__課題 1__
電通の過労死についての文章から、「当ブログでは、まず「前提」だけはちゃんと抑えましょう。」を含むところで始めて「ない労働を強いられています。」で終わる部分を、そのまま書き出してください。
__課題 2__
電通の過労死についての文章を、最後の文の後から続けて書いてください。

__本文の一部__
########
大手広告代理店 電通に勤める高橋まつりさんが「過労死自殺した」と大手メディアは大騒ぎ。

でも、本当に多くの方がすでにコメント欄で気付いてらっしゃる通りで、そもそもこのメディアの伝え方は全然的を射ていないですし、これはそんなニュースではありません。
なのに、いつも通りの表層だけをなぞったニュースに対して、今度は表層だけをごまかす対応策で世間はそのまま終息に向かっているというあまりに情けない事態。

当ブログでは、まず「前提」だけはちゃんと抑えましょう。

1、言うまでもなく「100時間」程度じゃあない

今回は裁判によって過労死が認定されたということで、あくまで「裁判上」で認定された…つまり「完全な証拠が残っている状態で証明できた労働時間」が100時間なのであって、高橋さんは確実に100時間どころじゃない労働を強いられています。
ネット上で「たかが100時間程度で自殺するなんて…」という素直過ぎて将来あるある詐欺に確実に引っかかりそうな人のコメントも見られましたが、んな訳ないでしょうが、と。
########
__抜き出した行__

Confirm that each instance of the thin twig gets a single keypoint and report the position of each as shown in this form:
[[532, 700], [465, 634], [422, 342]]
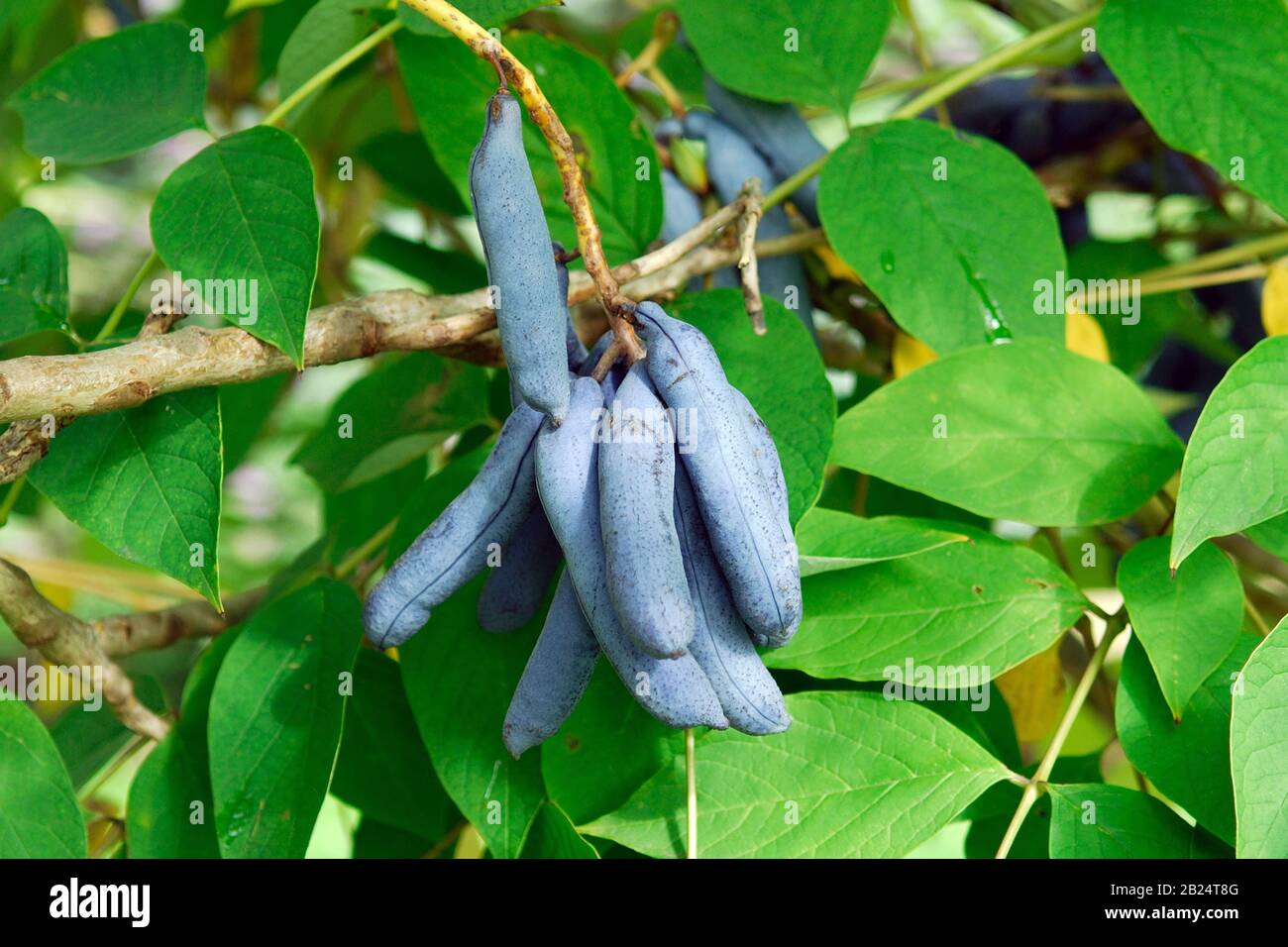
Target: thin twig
[[462, 325], [64, 639], [487, 47], [747, 268], [1037, 784], [943, 89], [665, 27], [922, 53]]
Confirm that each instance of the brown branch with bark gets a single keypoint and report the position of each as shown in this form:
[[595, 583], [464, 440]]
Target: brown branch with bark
[[487, 47], [63, 639], [463, 326]]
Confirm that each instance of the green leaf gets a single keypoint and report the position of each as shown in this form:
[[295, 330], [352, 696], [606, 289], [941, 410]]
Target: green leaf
[[610, 142], [554, 836], [1188, 622], [391, 415], [433, 497], [986, 603], [39, 814], [382, 768], [275, 716], [170, 812], [376, 840], [438, 270], [1095, 821], [406, 163], [244, 410], [1189, 762], [33, 274], [812, 52], [831, 540], [1240, 437], [1132, 342], [88, 737], [1024, 431], [459, 681], [1258, 750], [679, 63], [854, 776], [1211, 76], [115, 95], [1271, 535], [482, 12], [326, 33], [146, 483], [784, 377], [240, 218], [991, 814], [605, 750], [961, 266]]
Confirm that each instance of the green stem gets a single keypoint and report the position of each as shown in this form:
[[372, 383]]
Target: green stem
[[1252, 249], [691, 793], [1080, 696], [323, 75], [995, 60], [945, 88], [124, 303]]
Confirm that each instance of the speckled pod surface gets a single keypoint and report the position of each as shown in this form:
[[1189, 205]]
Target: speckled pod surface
[[778, 133], [675, 690], [756, 552], [730, 159], [572, 342], [454, 548], [514, 590], [721, 642], [642, 549], [555, 676], [531, 312]]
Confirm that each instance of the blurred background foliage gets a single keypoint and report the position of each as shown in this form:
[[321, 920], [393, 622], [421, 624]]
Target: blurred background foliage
[[400, 223]]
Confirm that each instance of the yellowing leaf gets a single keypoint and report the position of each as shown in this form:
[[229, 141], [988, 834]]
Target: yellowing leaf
[[1034, 692], [910, 354], [1274, 300], [1083, 335]]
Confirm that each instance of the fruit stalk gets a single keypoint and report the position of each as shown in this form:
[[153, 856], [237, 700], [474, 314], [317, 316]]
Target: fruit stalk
[[487, 47]]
########
__課題の答え 1__
当ブログでは、まず「前提」だけはちゃんと抑えましょう。

1、言うまでもなく「100時間」程度じゃあない

今回は裁判によって過労死が認定されたということで、あくまで「裁判上」で認定された…つまり「完全な証拠が残っている状態で証明できた労働時間」が100時間なのであって、高橋さんは確実に100時間どころじゃない労働を強いられています。

__課題の答え 2__
そもそも私も大手のマスコミにいた人間ですが、残業が100時間程度で済むんだったら、めちゃめちゃ休んでいる範囲です。そんなもんで普通の人間は心を壊したりしません。絶対。

2、なので言うまでもなく「過労死」じゃあない

誰が見ても分かる通りで、残業をしたから自殺しました、なんて話じゃあありません。もう一度言いますが「裁判上」で「証拠があって」「認定された」のがあくまで「残業100時間」だったのであって、高橋さんを追い込んだ別の理由は全然ほかにも複数存在することは確かだと推定されます。
単に今回はご遺族が『電通』を相手取った裁判だった、そして、その中で最も裁判の手続き上、訴えやすかったのが「証明できた残業100時間」だったにすぎません。
あれだけきれいな人です。恋愛で何かあったのかもしれない。上司からの暴言や追い込みも多数あった可能性はある。
大手のマスメディアにいた人間として、断言できることが一つだけあります。僕らの仕事は、普通にしている限りでは超楽しいです。これは部署や仕事内容によって差はあるものの、通常の会社でデスクワークなどをされている方々とは本当に意識の違う所だということを断言させてください。

電通さんで言えば、クリエイターさんの場合、日本を動かすレベルのCMを作っています。自分の力で何100億が動くと思います?営業さんの場合でもまだ若手の20代の人間が1日に何十億円を動かすと思います?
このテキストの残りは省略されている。